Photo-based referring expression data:
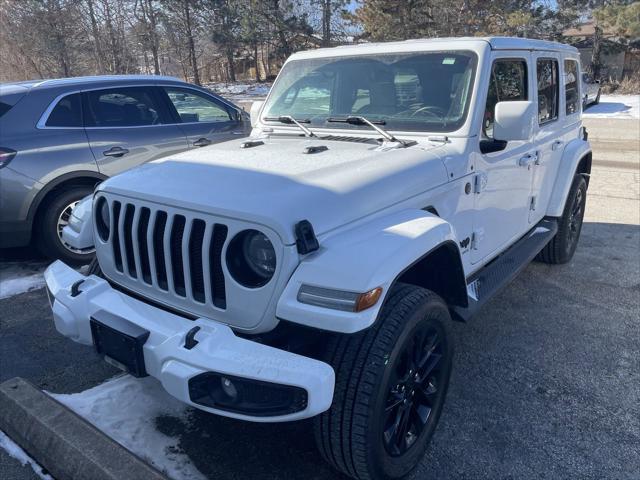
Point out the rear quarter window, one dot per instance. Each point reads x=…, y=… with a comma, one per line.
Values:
x=66, y=113
x=4, y=108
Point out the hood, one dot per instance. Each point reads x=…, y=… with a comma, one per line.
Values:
x=278, y=185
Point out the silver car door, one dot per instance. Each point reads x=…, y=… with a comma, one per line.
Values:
x=204, y=118
x=128, y=126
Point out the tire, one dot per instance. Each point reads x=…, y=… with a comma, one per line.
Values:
x=370, y=397
x=51, y=218
x=563, y=245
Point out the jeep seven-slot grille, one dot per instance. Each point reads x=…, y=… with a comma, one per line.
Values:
x=169, y=251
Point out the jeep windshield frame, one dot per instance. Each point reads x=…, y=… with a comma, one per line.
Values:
x=427, y=91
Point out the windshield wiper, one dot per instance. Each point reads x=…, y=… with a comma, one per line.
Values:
x=289, y=120
x=360, y=120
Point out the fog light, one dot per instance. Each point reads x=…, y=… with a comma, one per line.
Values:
x=246, y=396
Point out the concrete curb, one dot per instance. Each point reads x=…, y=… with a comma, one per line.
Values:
x=65, y=444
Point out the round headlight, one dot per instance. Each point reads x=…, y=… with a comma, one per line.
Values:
x=102, y=219
x=251, y=258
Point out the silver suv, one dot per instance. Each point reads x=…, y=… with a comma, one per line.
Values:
x=59, y=138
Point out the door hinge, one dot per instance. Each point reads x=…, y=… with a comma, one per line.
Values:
x=479, y=182
x=476, y=239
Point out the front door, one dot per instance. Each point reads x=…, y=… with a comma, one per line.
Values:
x=558, y=115
x=203, y=118
x=129, y=126
x=503, y=170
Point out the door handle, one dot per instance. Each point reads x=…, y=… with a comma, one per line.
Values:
x=115, y=152
x=528, y=160
x=202, y=142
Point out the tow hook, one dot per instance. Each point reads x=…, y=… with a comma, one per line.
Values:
x=190, y=339
x=75, y=288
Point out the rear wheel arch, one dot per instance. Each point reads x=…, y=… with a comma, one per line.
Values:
x=439, y=270
x=62, y=183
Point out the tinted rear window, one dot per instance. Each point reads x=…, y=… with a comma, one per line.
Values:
x=123, y=107
x=4, y=108
x=66, y=113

### Your task
Retrieve every line above holding the word "jeep".

### Reply
Point out the jeep seven-slot grille, one dot per instance. Each point reads x=…, y=… with a comma, one per line.
Point out the jeep windshield frame, one dot per instance. Each point reads x=…, y=… with a comma, one per line.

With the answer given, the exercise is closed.